LISTA DE EXERCÍCIOS:
A: Com base no relato sobre Córrego do Feijão, responda:
(i) Em que dia se romperam as duas barragens de rejeito da Mina Córrego do Feijão?
(ii) Em que dia e a que horas o autor está no Centro Comunitário?
(iii) Quem o major Ivan Neto apresenta às pessoas reunidas?
B: No relato sobre Córrego do Feijão, por que foi o major Ivan Neto, e não o tenente-coronel Passos, quem compareceu ao Centro Comunitário nessa noite?
C: Prossiga o relato sobre Córrego do Feijão a partir da última frase apresentada.

Por Nairo Alméri, jornalista, que tem casa em Córrego do Feijão, Brumadinho, onde encontra-se desde o dia do crime da Vale
CÓRREGO DO FEIJÃO, Brumadinho (MG), 2/2/2019 – A noite traz o silêncio da dor, do luto. Tem sido assim, desde o 25 de janeiro, quando se romperam as duas barragens de rejeito de minério de ferro da Mina Córrego do Feijão, da VALE S/A, com rastro de enorme tragédia humana. Contudo, mesmo no castigo da noite, seguem as atividades no Centro de Comando das Operações das missões aéreas de resgate do Corpo de Bombeiros e no Centro Comunitario, que absorveu as ações de apoio em geral à comunidade. Nos locais (casas, igreja e o grupo escolar) improvisados para alojar os bombeiros, o silêncio da caserna é britânico.
Estou no Centro Comunitário, onde, permanentemente, é servida alimentação. São 20h de sexta-feira, 2. As tendas que abrigam do sol, da chuva e do sereno já não ficam tão lotadas, como nas primeiras noites. Os colegas jornalistas de Minas e de fora retornaram para Belo Horizonte ou para os lugares próximos onde conseguiram hospedagem.
De repente, dois oficiais do Corpo de Bombeiros de MG chegam e fixam, pelo lado de fora de uma janela, um mapa. As pessoas logo se aproximam. Parece que esperavam por alguém da corporação, que simboliza para todos alguma esperança. Há uma relação mútua de sinceridade entre moradores e esses incansáveis cumpridores de missões tão nobres.
O oficial superior, major Ivan Neto, carregando sotaque que identifica ter vindo de longe, cumprimenta a todos e apresenta o tenente Link. Este já familiarizado nestes oito dias de resgates de vítimas vivas e, agora, de corpos dos que não tiveram mesma sorte nessa catástrofe. O major explica que o tenente-coronel Passos, agora o comandante-geral das operações de resgate, esteve ali na noite anterior, ficou voltar nesta, mas teve de cumprir outra tarefa e, então, coube a ele comparecer.

(Dados de apontamento por expressão referencial)
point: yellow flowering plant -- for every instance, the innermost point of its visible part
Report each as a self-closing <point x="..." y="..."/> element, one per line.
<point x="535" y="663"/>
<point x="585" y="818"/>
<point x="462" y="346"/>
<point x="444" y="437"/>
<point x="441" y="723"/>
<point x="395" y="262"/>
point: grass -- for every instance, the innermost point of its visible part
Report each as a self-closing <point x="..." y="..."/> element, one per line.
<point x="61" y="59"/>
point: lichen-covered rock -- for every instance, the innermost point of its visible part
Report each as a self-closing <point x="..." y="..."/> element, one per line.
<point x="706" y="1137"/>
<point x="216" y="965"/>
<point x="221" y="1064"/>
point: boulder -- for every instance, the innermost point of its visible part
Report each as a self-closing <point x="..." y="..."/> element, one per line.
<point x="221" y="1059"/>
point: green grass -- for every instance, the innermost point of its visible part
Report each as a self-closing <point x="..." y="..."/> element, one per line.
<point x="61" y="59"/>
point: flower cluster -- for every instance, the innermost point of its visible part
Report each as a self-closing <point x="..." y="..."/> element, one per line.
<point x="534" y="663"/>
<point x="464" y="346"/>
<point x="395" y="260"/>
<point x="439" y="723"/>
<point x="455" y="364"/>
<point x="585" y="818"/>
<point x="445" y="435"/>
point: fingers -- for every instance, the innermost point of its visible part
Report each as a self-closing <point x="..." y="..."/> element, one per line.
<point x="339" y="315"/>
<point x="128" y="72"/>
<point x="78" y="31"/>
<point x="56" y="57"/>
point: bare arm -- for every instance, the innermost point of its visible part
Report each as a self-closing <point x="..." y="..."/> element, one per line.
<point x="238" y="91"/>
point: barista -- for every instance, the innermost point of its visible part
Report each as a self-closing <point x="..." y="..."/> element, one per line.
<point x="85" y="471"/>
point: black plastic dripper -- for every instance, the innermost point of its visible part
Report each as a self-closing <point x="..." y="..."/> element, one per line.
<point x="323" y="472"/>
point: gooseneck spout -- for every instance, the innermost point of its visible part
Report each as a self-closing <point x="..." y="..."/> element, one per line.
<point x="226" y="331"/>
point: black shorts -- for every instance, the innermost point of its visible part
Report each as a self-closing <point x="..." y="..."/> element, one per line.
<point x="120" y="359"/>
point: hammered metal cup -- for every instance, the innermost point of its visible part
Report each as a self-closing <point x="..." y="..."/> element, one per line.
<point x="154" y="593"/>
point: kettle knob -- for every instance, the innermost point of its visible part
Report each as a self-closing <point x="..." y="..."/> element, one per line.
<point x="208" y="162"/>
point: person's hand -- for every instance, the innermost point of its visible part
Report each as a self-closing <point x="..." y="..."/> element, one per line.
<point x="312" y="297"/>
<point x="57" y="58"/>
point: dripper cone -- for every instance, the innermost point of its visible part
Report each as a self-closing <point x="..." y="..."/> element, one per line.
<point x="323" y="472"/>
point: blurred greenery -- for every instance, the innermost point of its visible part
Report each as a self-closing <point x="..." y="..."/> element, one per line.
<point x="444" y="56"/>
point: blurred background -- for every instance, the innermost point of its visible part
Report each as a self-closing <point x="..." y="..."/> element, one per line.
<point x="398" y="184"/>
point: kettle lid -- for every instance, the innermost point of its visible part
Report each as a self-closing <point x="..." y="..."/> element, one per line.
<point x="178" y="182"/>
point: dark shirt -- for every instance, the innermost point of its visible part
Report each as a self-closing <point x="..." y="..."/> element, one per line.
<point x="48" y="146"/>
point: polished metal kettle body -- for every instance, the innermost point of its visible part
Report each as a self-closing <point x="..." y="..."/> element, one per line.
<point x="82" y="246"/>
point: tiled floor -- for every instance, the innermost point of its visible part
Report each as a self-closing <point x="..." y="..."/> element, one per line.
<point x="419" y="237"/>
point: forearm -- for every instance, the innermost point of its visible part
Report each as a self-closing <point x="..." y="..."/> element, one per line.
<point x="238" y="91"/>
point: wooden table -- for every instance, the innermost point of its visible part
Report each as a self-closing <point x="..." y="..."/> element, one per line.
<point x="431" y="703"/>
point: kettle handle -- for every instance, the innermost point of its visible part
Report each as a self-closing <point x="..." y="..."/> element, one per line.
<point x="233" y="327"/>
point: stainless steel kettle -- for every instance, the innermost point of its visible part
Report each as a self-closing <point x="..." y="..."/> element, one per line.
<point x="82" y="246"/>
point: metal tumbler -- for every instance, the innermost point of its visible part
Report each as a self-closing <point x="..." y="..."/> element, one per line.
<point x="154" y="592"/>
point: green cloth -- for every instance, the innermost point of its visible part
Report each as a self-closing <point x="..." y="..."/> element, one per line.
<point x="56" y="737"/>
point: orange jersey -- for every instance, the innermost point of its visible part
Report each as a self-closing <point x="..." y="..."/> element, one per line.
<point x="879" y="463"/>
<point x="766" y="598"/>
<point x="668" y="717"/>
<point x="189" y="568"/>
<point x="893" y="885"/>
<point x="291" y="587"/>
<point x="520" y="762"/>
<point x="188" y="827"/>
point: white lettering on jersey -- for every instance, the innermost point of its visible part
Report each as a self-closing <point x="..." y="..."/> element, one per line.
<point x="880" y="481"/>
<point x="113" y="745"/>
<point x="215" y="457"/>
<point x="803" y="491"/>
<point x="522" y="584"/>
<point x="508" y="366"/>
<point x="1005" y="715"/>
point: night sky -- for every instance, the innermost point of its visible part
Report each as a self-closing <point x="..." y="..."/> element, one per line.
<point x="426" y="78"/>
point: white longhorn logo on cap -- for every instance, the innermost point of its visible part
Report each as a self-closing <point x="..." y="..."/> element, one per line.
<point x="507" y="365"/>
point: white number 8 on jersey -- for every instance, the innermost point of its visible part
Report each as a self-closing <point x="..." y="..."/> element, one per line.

RESPOSTAS POR TAREFA:
A:
(i) Em 25 de janeiro.
(ii) Na sexta-feira, dia 2, às 20h.
(iii) O tenente Link.

B: O tenente-coronel Passos, comandante-geral das operações de resgate, esteve ali na noite anterior e ficou de voltar, mas teve de cumprir outra tarefa. Por isso, coube ao major Ivan Neto comparecer.

C:
De forma pausada, como requer o momento, numa fala muito clara e objetiva, ele explica o mapa, concluído há pouco. Os pontos (números) aplicados sobre as áreas devastadas simbolizam os locais de onde foram retirados corpos inteiros e segmentos. Explica todas as formas de caracterização dos locais (escombros próximos, restos de mobiliário, veículos, utensílios etc.) que possam facilitar nos procedimentos subsequentes de identificação fora da “zona quente” até os procedimentos do Instituto Médico Legal (IML) de identificação da vítima.
“A gente olha de cima, é uma imensidão de lama. O bombeiro lá embaixo (dentro da área destruída, numa extensão de sete quilômetros, em curvas, e até 1km de largura) é um pontinho. A gente precisa cada vez mais de referenciais. Está hoje mais difícil (encontrar corpos, com o solo mais seco e ficando compactado). Antes (com lama mais molhada e água), encontrava na superfície. (Antes) Encontrava oito, dez corpos por dia. Hoje, encontra um”, lamenta o oficial dos bombeiros. Mas reafirma aos familiares e amigos das vítimas compromisso e esperança: “A gente tem fé e esperança de encontrar todos e entregar aos familiares para …” O militar, acostumado a agir em tragédias, faz pausa, dá espaço à emoção e não completa a frase. Todos compreenderam. Recuperada a voz, completou sua mensagem com paralelo aos resultados dos resgates em outra tragédia, também em mina da Samarco (da VALE e da BHP Billiton) em Mariana, distante cerca de 90 km, no distrito de Bento Rodrigues, outro rompimento de barragens. No outro município, entre os que morreram, um corpo não foi até hoje encontrado. “O que a gente quer é dar o direito a vocês de enterrar seus entes queridos”.
Com poucas interrupções, falou por quase 40 minutos.
“O Corpo de Bombeiros chegou para salvar vítimas. Só que não tem sido possível. A gente lamenta”, disse o oficial. Ele é lotado na Sétima Companhia Independente do Corpo de Bombeiros, em Pouso Alegre, no Sul de Minas, a quase 400 km daqui. “Eu me apresentei como voluntário. Disse: eu quero ir para Brumadinho”.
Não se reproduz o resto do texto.